Quoted passage |
Why We’re Attracted to People Who Are Bad for Us: The Psychology of Unavailable Partners

Most people have lived some version of this story. The partner who texts back in three words feels electric. The one who answers warmly and on time feels like a chore. The person who keeps you guessing occupies your every thought. The person who shows up consistently barely registers.

It looks like self-sabotage. It is actually predictable psychology. The pull toward people who are bad for us is not a character flaw or a sign of low self-worth. It runs on specific mechanisms in the brain, and once you understand them, the pattern stops feeling like a mystery and starts looking like a system you can interrupt.

The Role of Intermittent Reward

The single biggest driver of obsessive attraction is intermittent reinforcement. It is the same mechanism that makes slot machines addictive.

When a reward is predictable, the brain relaxes. You know it is coming, so the anticipation fades. When a reward is unpredictable, the brain does the opposite. It stays alert, scanning for the next hit, releasing dopamine not when the reward arrives but in anticipation of it.

An emotionally available partner offers a predictable reward. You text, they respond warmly, every time. Pleasant, but it does not spike the system. An unavailable partner offers an unpredictable one. Sometimes they are warm, sometimes distant, and you never quite know which version you will get. That uncertainty is exactly what keeps the brain hooked.

The cruel part is that the discomfort feels like intensity, and intensity feels like love. It is not. It is your reward system misfiring on a variable schedule. This is the same engine behind push-pull attraction, where someone alternates closeness and distance until you are hooked on the swing itself rather than the person creating it.

Attachment Styles and the Trap

Childhood attachment patterns shape who we find magnetic as adults, often in ways that work against us.

Decades of research on adult attachment show that the bonds we form with early caregivers tend to echo in our romantic lives. People with an anxious attachment style learned early that connection was inconsistent. Love came and went unpredictably, so they became hypervigilant, always working to earn closeness. As adults, they are drawn to partners who recreate that uncertainty, because it feels familiar. Calm feels foreign. Chaos feels like home.

People with an avoidant attachment style learned that depending on others was unsafe, so they keep distance and pull back when things get close.

Tasks to perform |
[a] From the article on attraction to unavailable partners, output everything from "Attachment Styles and" down to "feels like home.".
[b] According to the article on attraction to unavailable partners, what is the single biggest driver of obsessive attraction?
[c] List each kind of partner that the opening paragraph of the article on attraction to unavailable partners describes.

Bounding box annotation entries
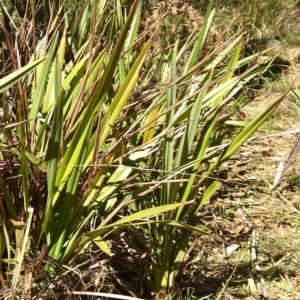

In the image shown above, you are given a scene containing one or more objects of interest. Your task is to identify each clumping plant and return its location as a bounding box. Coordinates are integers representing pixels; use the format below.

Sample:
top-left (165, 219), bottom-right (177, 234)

top-left (0, 0), bottom-right (281, 299)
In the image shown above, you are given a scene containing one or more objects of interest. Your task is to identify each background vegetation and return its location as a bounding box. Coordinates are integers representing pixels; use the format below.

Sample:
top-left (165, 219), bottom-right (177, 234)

top-left (0, 0), bottom-right (299, 299)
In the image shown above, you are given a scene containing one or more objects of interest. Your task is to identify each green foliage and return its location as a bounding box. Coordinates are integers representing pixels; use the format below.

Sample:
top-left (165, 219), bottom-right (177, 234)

top-left (0, 0), bottom-right (281, 299)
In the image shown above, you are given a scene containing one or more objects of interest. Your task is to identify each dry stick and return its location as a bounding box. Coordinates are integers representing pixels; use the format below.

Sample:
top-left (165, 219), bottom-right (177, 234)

top-left (272, 134), bottom-right (300, 190)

Final answers |
[a]
Attachment Styles and the Trap

Childhood attachment patterns shape who we find magnetic as adults, often in ways that work against us.

Decades of research on adult attachment show that the bonds we form with early caregivers tend to echo in our romantic lives. People with an anxious attachment style learned early that connection was inconsistent. Love came and went unpredictably, so they became hypervigilant, always working to earn closeness. As adults, they are drawn to partners who recreate that uncertainty, because it feels familiar. Calm feels foreign. Chaos feels like home.

[b] Intermittent reinforcement.

[c]
- The partner who texts back in three words
- The one who answers warmly and on time
- The person who keeps you guessing
- The person who shows up consistently